---------- Ausgewählter Auszug ----------
Im NSU-Prozess vor dem Münchner Oberlandesgericht hat eine Zeugin aus Jena ausgesagt, dass sie von Beate Zschäpe im Jahr 1996 attackiert und zu Boden geworfen worden sei.

Von: Eckhart Querner

Stand: 30.07.2014 | Archiv

Eckhart Querner | Bild: BR

30 Juli

Mittwoch, 30. Juli 2014

Die 33 Jahre alte Frau erklärte vor Gericht, sie habe aber erst nach der Festnahme von Zschäpe im November 2013 erfahren, dass es sich bei der Prügeltäterin um die mutmaßliche NSU-Terroristin Beate Zschäpe gehandelt habe.
---------- Bereitgestellte Zeilen ----------
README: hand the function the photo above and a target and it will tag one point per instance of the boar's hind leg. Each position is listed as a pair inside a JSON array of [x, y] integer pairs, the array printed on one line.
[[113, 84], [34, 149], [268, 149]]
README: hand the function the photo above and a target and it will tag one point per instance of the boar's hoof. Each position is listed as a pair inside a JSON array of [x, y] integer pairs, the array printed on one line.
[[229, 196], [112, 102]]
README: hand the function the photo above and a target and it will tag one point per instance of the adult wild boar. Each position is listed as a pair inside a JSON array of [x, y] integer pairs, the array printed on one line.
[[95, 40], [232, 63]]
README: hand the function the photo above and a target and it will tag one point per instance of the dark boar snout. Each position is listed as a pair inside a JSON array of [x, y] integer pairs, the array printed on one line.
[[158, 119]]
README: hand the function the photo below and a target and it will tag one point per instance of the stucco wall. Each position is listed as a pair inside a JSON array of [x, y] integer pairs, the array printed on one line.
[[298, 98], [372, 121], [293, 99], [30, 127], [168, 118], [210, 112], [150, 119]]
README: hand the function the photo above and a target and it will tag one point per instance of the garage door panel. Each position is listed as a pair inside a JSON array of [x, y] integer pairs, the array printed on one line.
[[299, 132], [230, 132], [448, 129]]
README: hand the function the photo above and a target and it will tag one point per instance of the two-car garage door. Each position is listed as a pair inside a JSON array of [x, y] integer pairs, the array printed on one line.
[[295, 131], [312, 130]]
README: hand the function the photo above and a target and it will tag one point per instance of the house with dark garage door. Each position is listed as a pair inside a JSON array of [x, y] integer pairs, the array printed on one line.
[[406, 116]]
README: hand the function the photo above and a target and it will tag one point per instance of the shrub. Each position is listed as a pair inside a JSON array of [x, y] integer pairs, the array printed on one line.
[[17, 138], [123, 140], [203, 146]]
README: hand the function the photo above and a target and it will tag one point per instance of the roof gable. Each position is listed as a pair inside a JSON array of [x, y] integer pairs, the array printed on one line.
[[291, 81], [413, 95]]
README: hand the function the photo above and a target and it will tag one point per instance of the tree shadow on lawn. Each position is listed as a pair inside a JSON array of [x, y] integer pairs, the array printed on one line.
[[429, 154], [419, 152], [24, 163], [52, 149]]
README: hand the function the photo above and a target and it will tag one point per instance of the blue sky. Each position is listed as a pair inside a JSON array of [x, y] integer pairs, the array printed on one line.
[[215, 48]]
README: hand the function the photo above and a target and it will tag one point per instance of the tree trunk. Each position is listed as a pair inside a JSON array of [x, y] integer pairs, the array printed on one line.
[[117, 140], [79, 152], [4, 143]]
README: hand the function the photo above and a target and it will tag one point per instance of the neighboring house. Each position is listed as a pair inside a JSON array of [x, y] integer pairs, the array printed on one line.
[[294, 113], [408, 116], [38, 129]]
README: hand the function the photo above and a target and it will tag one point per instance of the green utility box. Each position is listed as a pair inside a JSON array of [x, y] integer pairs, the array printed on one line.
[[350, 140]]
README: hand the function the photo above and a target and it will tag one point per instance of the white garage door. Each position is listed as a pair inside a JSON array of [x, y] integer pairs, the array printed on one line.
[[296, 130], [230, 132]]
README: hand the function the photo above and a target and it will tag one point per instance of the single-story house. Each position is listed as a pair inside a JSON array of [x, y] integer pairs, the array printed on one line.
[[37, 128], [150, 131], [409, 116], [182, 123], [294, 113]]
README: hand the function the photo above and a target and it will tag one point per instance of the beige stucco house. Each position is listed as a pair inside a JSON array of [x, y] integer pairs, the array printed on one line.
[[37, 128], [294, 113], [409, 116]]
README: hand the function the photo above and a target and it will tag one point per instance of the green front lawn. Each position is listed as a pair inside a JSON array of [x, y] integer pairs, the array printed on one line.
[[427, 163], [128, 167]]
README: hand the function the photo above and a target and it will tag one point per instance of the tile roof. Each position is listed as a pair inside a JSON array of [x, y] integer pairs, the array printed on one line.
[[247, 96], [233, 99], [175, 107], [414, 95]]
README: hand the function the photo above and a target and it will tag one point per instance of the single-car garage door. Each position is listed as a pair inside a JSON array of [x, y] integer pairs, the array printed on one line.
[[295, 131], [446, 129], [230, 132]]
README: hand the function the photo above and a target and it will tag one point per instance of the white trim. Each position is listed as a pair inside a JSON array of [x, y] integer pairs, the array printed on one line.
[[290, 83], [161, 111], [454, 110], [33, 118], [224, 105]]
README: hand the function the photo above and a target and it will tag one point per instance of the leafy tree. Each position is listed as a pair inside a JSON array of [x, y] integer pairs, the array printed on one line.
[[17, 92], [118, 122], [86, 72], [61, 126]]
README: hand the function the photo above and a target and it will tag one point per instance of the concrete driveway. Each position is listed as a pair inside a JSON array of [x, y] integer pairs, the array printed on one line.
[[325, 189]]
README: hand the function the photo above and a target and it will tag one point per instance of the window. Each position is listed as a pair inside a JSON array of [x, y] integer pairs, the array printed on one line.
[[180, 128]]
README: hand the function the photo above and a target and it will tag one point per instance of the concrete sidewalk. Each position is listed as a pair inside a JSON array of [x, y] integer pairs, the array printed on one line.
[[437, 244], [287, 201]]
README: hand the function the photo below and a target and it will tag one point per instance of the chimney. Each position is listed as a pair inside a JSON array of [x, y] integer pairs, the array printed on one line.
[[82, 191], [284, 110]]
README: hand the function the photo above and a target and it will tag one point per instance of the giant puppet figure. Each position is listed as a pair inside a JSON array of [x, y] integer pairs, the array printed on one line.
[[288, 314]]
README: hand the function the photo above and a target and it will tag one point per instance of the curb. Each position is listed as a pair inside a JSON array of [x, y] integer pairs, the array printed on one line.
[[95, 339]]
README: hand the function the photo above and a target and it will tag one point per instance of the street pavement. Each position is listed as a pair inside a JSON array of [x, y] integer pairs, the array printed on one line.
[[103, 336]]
----------
Gestellte Aufgabe :: Wiederhole aus dem Auszug zum NSU-Prozess wortgetreu die Stelle von „Im NSU-Prozess vor“ bis einschließlich „geworfen worden sei.“. Die Zeilen sind eigenständiges Material und stehen getrennt vom Auszug.

Erwartete Antwort ::
Im NSU-Prozess vor dem Münchner Oberlandesgericht hat eine Zeugin aus Jena ausgesagt, dass sie von Beate Zschäpe im Jahr 1996 attackiert und zu Boden geworfen worden sei.